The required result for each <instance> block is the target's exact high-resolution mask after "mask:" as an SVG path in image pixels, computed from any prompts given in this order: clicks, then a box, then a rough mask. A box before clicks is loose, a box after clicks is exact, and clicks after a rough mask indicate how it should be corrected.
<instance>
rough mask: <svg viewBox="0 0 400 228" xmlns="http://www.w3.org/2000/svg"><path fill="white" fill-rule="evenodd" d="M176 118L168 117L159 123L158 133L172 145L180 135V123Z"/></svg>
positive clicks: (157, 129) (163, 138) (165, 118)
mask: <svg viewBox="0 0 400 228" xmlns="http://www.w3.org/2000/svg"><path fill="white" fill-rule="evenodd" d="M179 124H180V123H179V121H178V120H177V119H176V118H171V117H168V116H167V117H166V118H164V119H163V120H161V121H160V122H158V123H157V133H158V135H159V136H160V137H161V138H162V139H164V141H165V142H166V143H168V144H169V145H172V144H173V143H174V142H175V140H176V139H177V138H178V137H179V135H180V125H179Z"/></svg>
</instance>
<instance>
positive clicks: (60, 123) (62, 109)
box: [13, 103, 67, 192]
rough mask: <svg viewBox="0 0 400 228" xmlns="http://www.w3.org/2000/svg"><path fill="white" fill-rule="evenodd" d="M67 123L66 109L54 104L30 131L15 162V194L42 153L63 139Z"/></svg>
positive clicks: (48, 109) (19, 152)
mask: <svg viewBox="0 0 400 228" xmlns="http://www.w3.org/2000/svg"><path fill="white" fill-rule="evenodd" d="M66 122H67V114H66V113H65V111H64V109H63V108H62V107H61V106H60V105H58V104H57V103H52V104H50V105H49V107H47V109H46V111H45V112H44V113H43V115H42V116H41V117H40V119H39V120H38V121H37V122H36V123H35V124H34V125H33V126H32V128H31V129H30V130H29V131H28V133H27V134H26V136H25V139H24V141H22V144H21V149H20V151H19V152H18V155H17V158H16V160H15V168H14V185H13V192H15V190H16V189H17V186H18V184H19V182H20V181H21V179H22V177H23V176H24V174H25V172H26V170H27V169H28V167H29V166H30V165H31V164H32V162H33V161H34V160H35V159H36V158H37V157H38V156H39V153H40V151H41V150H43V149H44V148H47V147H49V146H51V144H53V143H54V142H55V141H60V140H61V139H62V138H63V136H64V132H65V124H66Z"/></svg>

=== What to do ===
Each line above that contains the word "instance" should be counted, and only the total given.

=== Problem solution ===
4